The expected result is a word-for-word copy of the entries, minus any pictures.

# # # # #

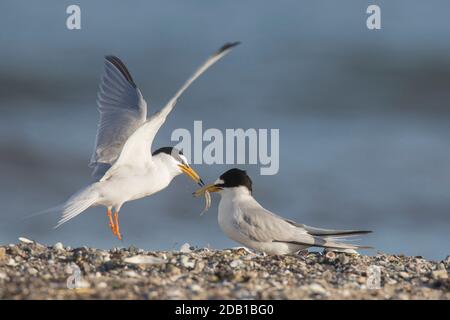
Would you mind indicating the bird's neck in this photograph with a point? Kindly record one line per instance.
(164, 165)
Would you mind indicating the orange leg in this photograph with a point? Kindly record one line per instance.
(116, 225)
(111, 222)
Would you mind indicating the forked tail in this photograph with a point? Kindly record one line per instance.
(78, 203)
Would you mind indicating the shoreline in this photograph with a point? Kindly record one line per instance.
(29, 270)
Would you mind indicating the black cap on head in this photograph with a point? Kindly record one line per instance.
(171, 151)
(236, 178)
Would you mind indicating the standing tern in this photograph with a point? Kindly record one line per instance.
(124, 168)
(245, 221)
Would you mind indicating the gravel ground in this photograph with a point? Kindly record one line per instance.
(29, 270)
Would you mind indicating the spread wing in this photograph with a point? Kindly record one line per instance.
(122, 110)
(136, 151)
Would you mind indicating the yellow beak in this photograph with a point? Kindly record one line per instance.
(209, 188)
(191, 173)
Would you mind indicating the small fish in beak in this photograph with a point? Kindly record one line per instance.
(206, 191)
(187, 170)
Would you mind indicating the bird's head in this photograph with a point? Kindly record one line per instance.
(177, 163)
(230, 180)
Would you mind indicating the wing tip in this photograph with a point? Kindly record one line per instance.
(228, 46)
(116, 62)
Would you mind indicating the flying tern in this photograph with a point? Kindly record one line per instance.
(123, 167)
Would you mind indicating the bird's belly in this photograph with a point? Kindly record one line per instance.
(228, 225)
(227, 222)
(118, 190)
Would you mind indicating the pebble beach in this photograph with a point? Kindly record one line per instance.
(29, 270)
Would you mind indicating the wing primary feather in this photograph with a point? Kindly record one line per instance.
(122, 68)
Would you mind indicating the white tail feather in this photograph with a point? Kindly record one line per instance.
(78, 203)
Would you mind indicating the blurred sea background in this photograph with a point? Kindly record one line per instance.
(363, 115)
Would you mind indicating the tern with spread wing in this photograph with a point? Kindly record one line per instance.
(124, 168)
(245, 221)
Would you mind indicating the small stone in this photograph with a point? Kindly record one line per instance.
(185, 248)
(58, 246)
(404, 275)
(141, 259)
(11, 262)
(440, 274)
(2, 254)
(32, 271)
(235, 263)
(344, 259)
(186, 262)
(330, 255)
(317, 289)
(131, 274)
(25, 240)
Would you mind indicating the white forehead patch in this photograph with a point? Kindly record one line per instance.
(183, 158)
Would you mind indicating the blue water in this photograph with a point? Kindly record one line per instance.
(363, 115)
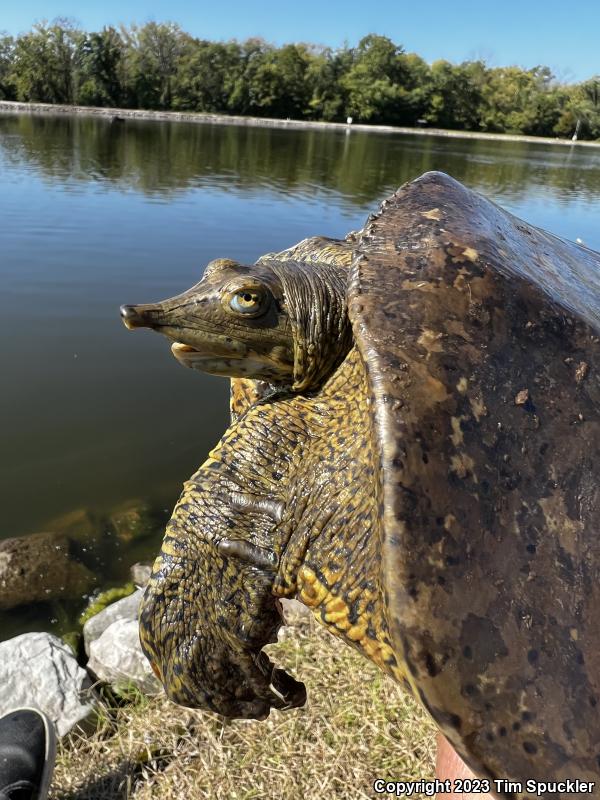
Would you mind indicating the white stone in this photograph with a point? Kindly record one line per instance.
(39, 670)
(116, 657)
(127, 608)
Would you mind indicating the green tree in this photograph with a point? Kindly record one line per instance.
(44, 67)
(273, 82)
(7, 47)
(456, 95)
(329, 98)
(581, 110)
(374, 80)
(520, 101)
(206, 76)
(154, 54)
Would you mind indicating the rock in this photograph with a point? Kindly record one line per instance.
(39, 670)
(140, 574)
(39, 568)
(125, 609)
(294, 611)
(116, 657)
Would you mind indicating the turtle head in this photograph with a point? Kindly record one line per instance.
(284, 322)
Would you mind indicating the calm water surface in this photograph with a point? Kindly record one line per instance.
(93, 215)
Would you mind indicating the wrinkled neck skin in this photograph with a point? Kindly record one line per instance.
(282, 507)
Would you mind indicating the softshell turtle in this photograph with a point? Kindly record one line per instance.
(415, 456)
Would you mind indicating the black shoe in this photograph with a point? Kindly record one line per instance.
(27, 751)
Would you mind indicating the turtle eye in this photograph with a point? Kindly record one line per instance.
(247, 301)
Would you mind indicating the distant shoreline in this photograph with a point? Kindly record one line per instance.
(264, 122)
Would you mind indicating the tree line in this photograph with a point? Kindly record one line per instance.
(160, 66)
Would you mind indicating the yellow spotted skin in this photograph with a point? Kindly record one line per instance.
(429, 491)
(293, 475)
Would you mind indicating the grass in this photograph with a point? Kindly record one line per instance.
(357, 726)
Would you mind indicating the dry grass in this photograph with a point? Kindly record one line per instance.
(357, 726)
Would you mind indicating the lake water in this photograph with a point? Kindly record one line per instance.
(93, 215)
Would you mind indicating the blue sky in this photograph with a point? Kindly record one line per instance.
(561, 34)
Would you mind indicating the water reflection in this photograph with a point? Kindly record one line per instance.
(94, 215)
(160, 158)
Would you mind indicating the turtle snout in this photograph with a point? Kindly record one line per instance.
(135, 317)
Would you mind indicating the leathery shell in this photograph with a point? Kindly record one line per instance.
(480, 339)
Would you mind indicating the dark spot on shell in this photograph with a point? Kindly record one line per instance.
(430, 665)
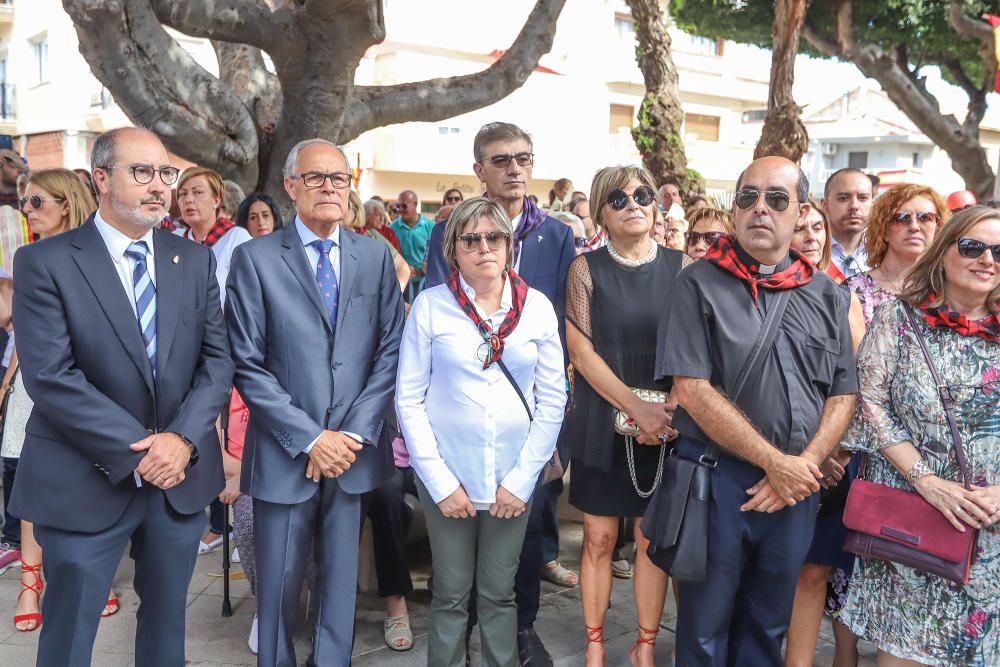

# # # # #

Output below:
Would you mind indicating the bird's neck in this photograph with a point? Kindly record one line per instance.
(164, 165)
Would you mind indicating the orange leg in this photograph with a point? Kindly record one line per instance.
(116, 225)
(111, 222)
Would you mind indicating the forked tail in this photograph with a point? Kindly record one line per instance.
(78, 203)
Would you mind indicating the shoreline in this photograph with a point? Kindly record one line per instance.
(29, 270)
Would you mind indicating the black cap on head in this photograph with a point? Kindly record one line per instance.
(171, 151)
(236, 178)
Would you mind indicating the standing tern in this photograph with a point? Kindly record one line per instance.
(124, 168)
(245, 221)
Would you mind indicating the gravel ground in this photograph with a point? Kindly record one line per instance.
(29, 270)
Would you mind indicating the spread wing in this photograph with a point? Kindly record one line per instance.
(122, 110)
(136, 151)
Would you mind indicating the yellow beak in this photograph with a point? Kindly record one line per instance.
(209, 188)
(191, 173)
Would you mind indicating the small fish in beak in this photograph with a point? Kindly record one line per instance.
(206, 191)
(187, 170)
Would you mind indicating the bird's head in this photograph with a point? Kindly record one line per instance.
(177, 163)
(230, 180)
Would you mind indicating the wing tip in this photograph with a point? Kindly record one line per instance.
(228, 46)
(116, 62)
Would you mind indicating the flying tern in this photograph with a point? Kindly record one line per instance.
(123, 167)
Would you mind indicating the bird's belly in this photograph with a point? Kindly record one line per instance.
(228, 225)
(227, 222)
(118, 190)
Would you mind indicating the pebble beach in this photograph with a point? Kindly record one line per instance.
(29, 270)
Would you mind indicating the wing primary feather in this photograph with a point? Kindly record one line per instance.
(122, 68)
Would you mind indicating the white tail feather in this photograph with a point? Kindly record one line per instance.
(78, 203)
Would you mind indicating the blurred sea background in this photograph with a point? Kindly record one line per instance.
(363, 115)
Would you mind indicating the tern with spread wing in this photograph with a point? Kindly record one line per instance.
(124, 168)
(245, 221)
Would you mind indicating the small stone in this photograph with a point? Kindly record one line per instance.
(185, 248)
(58, 246)
(404, 275)
(141, 259)
(11, 262)
(440, 274)
(2, 254)
(32, 271)
(235, 263)
(344, 259)
(186, 262)
(330, 255)
(317, 289)
(131, 274)
(25, 240)
Would you mind indicating the white forehead patch in this photograph with a point? Kindly record one line per instance.
(183, 158)
Would you mind indicating the blue water in this photograph with a point? Kindly record one line per instance.
(363, 115)
Would you mind indicating the white stone in this photograph with a point? Kindly record one line per instance.
(39, 670)
(116, 657)
(127, 608)
Would you mind indicating the green tree in this photograph with a point? Kindly record one line per instance.
(44, 67)
(273, 82)
(7, 47)
(456, 95)
(329, 98)
(581, 110)
(374, 80)
(520, 101)
(206, 76)
(154, 54)
Would you mind indicating the rock in this photograph with a point? Kindly record one line per instance.
(39, 670)
(140, 574)
(39, 568)
(125, 609)
(294, 611)
(116, 657)
Would you mind indicating the turtle head in this photograph with a point? Kindly record one line per instance.
(284, 322)
Would you mind indicating the calm water surface in this photograph with a point? Kindly record one line per instance.
(93, 215)
Would you mind indicating the wrinkled neck skin in this photograph with a point? Kindly record one line per instance.
(282, 507)
Would you mind indicating the softshell turtle in this photograph with a point? Kindly record one line per instance.
(415, 456)
Would you mind indicating the black shoe in this photograph with a point? Kindly record one line per instance.
(27, 751)
Would you mind indicating the turtle eye in this photograph with a point? Kindly record one line per instance.
(247, 301)
Would you mind indicating the distant shoreline in this photograph with a point? Kindly record one line per instance.
(264, 122)
Would you mind indicating the tree line in this photograph with a point? Kindly record one line per instance.
(160, 66)
Would you mind indicating the yellow spotted skin in this photograph with a point? Kindly record one line per instance.
(429, 491)
(293, 475)
Would you mind indicating the grass in this photograph with a point? Kindly record one line per instance.
(357, 726)
Would you mind indicating the dry grass in this photograph with a point? Kindly record one line per instance.
(357, 726)
Would you mind indicating the lake water in this photograph with a point? Kindly record one line per instance.
(93, 215)
Would you mind indicating the blue sky in this photograph with a point? Kindly record one line per instance.
(561, 34)
Would you mind indicating the water reflection in this photograph with a point? Kindly record one line per instance.
(94, 215)
(160, 158)
Would you mind indicating the turtle snout in this photograph with a point? Kindly record one line per instance.
(135, 317)
Would you mind indicating the leathery shell in this photograph with a point? Kindly record one line per instance.
(480, 339)
Would you mind indicating the dark spot on shell in this photograph with a point? Kindly record one line per instance.
(430, 665)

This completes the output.